## EXERCISE PROMPT
Quote, without any change, the line that contains "the operator's black" and all lines that follow it to the end of the data below.

"""

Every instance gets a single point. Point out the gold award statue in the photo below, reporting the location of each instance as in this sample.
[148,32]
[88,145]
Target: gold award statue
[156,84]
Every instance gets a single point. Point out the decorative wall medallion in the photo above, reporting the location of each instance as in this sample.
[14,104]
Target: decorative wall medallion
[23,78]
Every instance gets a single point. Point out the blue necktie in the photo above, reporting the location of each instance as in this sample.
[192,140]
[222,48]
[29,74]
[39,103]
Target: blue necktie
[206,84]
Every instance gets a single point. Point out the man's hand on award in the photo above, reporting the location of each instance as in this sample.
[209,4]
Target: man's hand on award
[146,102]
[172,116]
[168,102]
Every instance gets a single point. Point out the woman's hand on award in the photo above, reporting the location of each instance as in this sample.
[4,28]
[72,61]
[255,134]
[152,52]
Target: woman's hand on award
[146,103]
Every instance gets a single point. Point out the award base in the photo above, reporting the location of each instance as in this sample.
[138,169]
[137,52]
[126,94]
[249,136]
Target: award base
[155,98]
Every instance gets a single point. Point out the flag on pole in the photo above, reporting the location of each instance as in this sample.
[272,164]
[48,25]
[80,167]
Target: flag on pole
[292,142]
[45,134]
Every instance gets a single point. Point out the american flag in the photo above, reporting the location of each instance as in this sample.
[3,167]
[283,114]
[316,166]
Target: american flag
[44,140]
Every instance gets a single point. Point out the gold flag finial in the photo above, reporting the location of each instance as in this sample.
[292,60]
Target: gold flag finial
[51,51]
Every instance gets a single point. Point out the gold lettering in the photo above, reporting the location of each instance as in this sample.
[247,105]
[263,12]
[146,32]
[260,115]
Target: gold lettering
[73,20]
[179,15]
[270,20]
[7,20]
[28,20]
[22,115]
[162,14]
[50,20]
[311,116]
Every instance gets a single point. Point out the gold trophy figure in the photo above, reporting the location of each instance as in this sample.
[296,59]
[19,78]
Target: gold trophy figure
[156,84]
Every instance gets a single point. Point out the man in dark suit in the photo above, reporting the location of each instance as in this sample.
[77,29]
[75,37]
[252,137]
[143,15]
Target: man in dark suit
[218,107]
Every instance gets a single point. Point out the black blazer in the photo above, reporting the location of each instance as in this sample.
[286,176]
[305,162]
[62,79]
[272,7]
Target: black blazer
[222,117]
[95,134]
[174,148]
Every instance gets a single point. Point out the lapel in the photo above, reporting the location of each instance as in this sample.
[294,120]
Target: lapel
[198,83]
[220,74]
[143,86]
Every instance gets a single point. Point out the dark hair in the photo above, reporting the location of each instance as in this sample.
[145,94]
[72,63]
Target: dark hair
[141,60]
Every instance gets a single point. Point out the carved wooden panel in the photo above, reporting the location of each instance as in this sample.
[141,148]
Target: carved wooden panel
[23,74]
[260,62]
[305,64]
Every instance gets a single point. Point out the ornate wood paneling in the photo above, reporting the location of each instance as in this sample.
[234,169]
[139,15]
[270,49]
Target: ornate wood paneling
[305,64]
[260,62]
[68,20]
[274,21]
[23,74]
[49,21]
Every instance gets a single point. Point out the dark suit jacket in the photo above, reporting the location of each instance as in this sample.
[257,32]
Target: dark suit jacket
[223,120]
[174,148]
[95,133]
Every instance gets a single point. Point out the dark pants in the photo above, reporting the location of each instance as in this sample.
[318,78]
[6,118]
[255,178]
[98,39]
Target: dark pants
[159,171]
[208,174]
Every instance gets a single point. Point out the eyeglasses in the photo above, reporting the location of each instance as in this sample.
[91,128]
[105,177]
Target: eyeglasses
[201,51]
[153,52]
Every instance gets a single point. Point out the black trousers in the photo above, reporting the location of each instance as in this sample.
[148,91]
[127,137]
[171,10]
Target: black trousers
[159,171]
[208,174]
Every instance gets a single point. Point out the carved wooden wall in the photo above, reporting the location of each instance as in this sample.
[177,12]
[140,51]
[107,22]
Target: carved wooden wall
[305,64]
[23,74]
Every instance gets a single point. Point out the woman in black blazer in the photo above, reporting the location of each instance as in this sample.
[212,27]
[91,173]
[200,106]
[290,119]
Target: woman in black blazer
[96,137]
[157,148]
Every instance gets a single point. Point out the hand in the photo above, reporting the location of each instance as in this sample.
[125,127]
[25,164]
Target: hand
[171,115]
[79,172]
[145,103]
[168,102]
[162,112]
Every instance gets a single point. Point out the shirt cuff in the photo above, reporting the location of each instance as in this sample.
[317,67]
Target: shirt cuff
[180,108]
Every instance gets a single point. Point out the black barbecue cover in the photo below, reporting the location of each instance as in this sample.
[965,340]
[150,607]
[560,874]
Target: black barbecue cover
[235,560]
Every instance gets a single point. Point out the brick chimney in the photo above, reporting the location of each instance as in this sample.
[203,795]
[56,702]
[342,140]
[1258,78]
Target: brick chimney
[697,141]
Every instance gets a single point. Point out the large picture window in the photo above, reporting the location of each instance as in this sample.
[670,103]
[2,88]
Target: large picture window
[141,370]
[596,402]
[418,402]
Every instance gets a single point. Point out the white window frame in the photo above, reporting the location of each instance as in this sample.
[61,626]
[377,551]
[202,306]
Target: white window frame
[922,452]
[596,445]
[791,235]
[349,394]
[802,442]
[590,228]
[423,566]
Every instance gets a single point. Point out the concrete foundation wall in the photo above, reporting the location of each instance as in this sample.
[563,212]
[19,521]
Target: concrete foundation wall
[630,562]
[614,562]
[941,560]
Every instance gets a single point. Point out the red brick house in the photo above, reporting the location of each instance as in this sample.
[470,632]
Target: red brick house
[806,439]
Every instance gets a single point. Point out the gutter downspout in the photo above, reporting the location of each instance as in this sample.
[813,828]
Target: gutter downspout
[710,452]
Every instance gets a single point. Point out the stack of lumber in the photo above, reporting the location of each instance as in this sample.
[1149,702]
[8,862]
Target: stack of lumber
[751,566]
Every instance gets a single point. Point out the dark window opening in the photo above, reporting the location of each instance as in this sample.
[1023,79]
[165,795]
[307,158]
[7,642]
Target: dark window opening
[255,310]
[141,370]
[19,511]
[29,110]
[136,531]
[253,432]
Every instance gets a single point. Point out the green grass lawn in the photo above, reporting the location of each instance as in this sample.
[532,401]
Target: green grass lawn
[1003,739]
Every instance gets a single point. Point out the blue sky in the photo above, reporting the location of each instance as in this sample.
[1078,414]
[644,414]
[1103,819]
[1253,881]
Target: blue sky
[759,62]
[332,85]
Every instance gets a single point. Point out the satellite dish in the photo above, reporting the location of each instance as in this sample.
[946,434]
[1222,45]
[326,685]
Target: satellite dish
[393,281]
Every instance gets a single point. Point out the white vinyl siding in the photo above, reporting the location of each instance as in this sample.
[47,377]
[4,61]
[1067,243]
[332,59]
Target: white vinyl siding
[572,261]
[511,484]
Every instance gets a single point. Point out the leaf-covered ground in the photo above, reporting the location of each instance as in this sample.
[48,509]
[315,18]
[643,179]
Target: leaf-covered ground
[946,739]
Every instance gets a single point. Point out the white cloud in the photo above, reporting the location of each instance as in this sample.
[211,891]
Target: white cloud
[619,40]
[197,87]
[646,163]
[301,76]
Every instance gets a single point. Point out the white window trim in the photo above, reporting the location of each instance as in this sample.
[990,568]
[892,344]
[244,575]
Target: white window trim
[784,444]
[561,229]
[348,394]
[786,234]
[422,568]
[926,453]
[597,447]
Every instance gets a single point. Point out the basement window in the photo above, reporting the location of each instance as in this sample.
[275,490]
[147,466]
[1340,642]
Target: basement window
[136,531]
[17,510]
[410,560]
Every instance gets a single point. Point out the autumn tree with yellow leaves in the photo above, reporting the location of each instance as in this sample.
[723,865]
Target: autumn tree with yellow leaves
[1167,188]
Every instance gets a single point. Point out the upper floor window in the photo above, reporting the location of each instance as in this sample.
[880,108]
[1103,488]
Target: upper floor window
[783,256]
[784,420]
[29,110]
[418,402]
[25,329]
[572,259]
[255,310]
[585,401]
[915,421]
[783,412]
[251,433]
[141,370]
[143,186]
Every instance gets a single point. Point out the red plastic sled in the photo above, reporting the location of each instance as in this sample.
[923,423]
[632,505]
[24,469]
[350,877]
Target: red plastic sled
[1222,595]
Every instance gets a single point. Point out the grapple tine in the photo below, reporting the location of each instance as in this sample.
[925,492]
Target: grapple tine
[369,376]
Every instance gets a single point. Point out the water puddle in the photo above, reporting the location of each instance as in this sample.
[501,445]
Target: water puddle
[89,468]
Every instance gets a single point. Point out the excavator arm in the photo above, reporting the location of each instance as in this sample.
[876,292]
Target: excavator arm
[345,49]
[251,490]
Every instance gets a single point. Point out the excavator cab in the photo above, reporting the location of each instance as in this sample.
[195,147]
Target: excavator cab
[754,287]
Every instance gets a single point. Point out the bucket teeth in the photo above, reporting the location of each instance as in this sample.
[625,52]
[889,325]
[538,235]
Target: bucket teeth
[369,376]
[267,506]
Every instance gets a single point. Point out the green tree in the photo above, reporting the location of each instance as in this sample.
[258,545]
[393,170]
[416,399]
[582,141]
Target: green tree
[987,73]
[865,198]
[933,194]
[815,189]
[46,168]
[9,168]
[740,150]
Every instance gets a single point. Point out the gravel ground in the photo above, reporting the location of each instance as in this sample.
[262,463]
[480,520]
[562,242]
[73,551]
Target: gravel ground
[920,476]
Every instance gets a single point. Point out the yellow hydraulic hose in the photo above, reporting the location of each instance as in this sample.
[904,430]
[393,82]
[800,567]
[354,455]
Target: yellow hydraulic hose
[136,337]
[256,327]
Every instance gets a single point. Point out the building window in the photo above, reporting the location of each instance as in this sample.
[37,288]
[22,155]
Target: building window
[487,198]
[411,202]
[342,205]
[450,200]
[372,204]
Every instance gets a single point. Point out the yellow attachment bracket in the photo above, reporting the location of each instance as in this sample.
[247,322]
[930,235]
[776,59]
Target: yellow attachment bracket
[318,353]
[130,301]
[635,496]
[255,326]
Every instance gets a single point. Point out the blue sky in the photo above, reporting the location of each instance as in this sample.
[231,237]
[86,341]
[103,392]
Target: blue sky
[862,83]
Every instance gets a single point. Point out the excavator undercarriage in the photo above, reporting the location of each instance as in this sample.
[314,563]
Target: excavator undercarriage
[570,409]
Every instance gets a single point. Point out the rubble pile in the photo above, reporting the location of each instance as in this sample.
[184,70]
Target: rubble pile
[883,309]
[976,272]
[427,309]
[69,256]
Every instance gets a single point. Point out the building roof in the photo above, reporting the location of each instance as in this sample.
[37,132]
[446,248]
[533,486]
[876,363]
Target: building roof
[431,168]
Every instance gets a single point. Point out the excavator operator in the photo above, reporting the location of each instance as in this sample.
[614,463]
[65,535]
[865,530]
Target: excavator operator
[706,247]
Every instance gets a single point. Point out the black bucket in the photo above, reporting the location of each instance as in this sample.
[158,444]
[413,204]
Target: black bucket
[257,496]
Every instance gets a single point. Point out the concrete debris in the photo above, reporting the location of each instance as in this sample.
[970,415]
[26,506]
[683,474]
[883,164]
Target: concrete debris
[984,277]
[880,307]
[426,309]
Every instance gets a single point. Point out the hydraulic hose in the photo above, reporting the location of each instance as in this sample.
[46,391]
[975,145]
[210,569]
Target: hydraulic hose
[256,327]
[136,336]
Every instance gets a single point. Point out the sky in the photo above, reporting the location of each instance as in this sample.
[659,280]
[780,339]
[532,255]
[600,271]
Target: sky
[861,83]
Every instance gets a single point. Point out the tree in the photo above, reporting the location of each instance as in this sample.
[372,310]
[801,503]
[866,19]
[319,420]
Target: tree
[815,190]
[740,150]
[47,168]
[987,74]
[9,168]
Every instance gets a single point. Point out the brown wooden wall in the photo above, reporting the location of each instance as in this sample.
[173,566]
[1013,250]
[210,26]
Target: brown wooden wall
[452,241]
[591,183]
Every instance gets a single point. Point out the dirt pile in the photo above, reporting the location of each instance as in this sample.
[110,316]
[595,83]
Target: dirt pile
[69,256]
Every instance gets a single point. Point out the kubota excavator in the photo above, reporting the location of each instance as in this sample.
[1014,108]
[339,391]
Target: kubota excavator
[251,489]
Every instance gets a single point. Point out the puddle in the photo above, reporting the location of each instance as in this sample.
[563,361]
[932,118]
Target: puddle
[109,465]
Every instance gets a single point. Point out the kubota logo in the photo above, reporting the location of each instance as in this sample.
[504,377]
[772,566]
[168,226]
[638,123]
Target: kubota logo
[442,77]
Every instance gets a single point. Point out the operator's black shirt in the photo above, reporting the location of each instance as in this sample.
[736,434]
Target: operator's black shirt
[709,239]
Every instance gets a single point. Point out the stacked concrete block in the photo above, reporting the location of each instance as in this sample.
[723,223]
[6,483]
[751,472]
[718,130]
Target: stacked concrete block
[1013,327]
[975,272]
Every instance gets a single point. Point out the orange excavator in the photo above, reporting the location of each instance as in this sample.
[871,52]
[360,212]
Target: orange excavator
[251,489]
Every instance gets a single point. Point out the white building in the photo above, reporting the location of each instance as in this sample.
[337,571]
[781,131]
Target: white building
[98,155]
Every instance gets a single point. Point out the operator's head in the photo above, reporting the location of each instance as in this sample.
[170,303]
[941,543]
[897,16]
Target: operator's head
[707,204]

"""

## RESPONSE FOR THIS EXERCISE
Every instance gets a single point. Point out the operator's black shirt in the photo above, reporting the location of each instance as in this sample.
[736,434]
Target: operator's black shirt
[709,239]
Every instance gets a single point. Point out the stacked concrete block in the photo above, reporting the location of each instance as in this sample.
[723,223]
[6,483]
[751,472]
[718,130]
Target: stacked concrete block
[1013,327]
[975,272]
Every instance gets a single point. Point out the orange excavator in the photo above, reporting the location of each instance as in this sample.
[871,52]
[360,212]
Target: orange excavator
[251,489]
Every instance gets a single point. Point out the white building in the photo above, reporting the location of each instance as in this sample.
[337,571]
[781,131]
Target: white building
[98,155]
Every instance gets a single point. Point out the operator's head in the photo above, reporting the location of each instance as in this sample.
[170,303]
[941,543]
[897,16]
Target: operator's head
[707,204]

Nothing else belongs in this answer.